Copy every line of the data below word for word, changing nothing.

-- begin SUPPLIED ENTRIES --

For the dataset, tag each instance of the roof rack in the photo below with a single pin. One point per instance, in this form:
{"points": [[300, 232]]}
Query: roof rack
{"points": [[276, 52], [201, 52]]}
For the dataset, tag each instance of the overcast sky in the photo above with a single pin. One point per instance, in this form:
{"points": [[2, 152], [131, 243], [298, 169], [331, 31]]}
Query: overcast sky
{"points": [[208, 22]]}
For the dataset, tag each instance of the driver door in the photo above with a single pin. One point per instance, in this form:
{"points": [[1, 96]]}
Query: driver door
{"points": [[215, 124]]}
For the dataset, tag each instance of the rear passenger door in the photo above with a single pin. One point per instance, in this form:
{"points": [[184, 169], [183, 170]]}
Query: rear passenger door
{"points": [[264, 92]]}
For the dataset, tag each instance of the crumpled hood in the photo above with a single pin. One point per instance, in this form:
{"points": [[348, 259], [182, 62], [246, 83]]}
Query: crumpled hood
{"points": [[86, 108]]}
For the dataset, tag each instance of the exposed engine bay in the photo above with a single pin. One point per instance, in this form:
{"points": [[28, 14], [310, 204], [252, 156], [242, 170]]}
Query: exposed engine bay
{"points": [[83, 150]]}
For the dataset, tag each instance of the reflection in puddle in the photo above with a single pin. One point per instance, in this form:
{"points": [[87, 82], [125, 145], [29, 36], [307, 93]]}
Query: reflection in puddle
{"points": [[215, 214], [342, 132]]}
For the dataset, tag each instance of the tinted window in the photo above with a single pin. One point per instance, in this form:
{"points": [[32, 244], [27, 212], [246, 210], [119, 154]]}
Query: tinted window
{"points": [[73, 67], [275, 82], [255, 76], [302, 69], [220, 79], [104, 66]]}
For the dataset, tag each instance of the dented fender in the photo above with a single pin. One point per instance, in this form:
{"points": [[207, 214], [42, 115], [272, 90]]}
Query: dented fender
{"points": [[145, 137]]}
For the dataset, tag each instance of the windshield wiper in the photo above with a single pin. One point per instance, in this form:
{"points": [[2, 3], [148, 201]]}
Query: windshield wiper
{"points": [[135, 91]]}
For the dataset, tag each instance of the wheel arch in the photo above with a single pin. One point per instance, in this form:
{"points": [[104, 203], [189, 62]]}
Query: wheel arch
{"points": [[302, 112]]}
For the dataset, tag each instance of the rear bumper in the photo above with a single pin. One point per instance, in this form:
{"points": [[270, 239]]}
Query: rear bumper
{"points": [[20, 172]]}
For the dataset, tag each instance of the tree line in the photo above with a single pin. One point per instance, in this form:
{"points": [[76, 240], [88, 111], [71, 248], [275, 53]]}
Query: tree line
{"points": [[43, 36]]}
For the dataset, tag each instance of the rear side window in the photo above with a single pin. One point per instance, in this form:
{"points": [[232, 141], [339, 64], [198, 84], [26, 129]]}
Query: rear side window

-- end SUPPLIED ENTRIES --

**FINISHED ANSWER**.
For the dataset, tag each instance of the roof rack in the photo below with a single pin. One point per instance, in this form:
{"points": [[300, 232]]}
Query: roof rack
{"points": [[276, 52], [201, 52]]}
For the dataset, tag each instance of the overcast sky in the photo above with a single pin. One point per instance, in this form:
{"points": [[2, 152], [131, 243], [298, 169], [331, 31]]}
Query: overcast sky
{"points": [[208, 22]]}
For the dataset, tag each instance of the driver door in the photo above with a single pin. One point per instance, in this form:
{"points": [[1, 96]]}
Query: driver door
{"points": [[215, 124]]}
For the dataset, tag each instance of the rear passenger door in the photo above with a single pin. One point per instance, in this form:
{"points": [[184, 169], [183, 170]]}
Query: rear passenger door
{"points": [[264, 92]]}
For the dataset, tag each instance of the crumpled hood in the photo above with a single pin. One point per instance, in this form:
{"points": [[348, 259], [182, 62], [246, 83]]}
Query: crumpled hood
{"points": [[86, 108]]}
For the dataset, tag each instance of the exposed engine bay in the photo above with a single pin. One point per instance, in this form:
{"points": [[28, 14], [310, 204], [252, 156], [242, 170]]}
Query: exposed engine bay
{"points": [[83, 150]]}
For the dataset, tag each instance of the reflection in puddle in the photo above with a single pin. One point per instance, in this form:
{"points": [[87, 82], [125, 145], [29, 36], [307, 93]]}
Query: reflection in puddle
{"points": [[215, 214], [342, 132]]}
For the dataset, tag each instance of the tinted window in the photo above with a single pin. One point per instance, in this form:
{"points": [[32, 244], [27, 212], [246, 210], [119, 154]]}
Query: tinted window
{"points": [[73, 67], [275, 82], [255, 76], [302, 69], [220, 79], [104, 66]]}
For the dataset, tag each instance of the dented fender in the photo above with a single pin. One point per instance, in this form:
{"points": [[207, 214], [42, 115], [272, 90]]}
Query: dented fender
{"points": [[145, 137]]}
For the dataset, tag each instance of the windshield wiper in the photo above with a single pin. One point per instance, in this form:
{"points": [[2, 3], [148, 201]]}
Query: windshield wiper
{"points": [[135, 91]]}
For the dataset, tag each instance of the wheel arch in the photo above with a single pin. One point per instance, in this form:
{"points": [[104, 203], [189, 62]]}
Query: wheel arch
{"points": [[302, 112]]}
For the dataset, tag each instance of the rear bumper in the photo above with a single pin. One point per instance, in this form:
{"points": [[270, 239]]}
Query: rear bumper
{"points": [[20, 172]]}
For the dataset, tag each instance of the tree line in the photo above with a single pin. One point per instance, in this form:
{"points": [[76, 240], [88, 111], [71, 248], [275, 53]]}
Query: tree line
{"points": [[43, 36]]}
For the dataset, tag each instance of the rear side window in the photo above with a single pin. One point per instance, in this form:
{"points": [[232, 141], [339, 64], [198, 84], [26, 129]]}
Query: rear side window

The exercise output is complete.